[The data Boundary: Start]
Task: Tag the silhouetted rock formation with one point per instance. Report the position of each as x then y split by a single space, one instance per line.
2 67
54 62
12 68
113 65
[The data Boundary: End]
■ Task statement ■
Copy the entries word for word.

■ The answer ■
Task: Tag the silhouetted rock formation with one point per instance. Report the position of each as x then y split by a single space, one instance per line.
2 67
54 62
12 68
113 65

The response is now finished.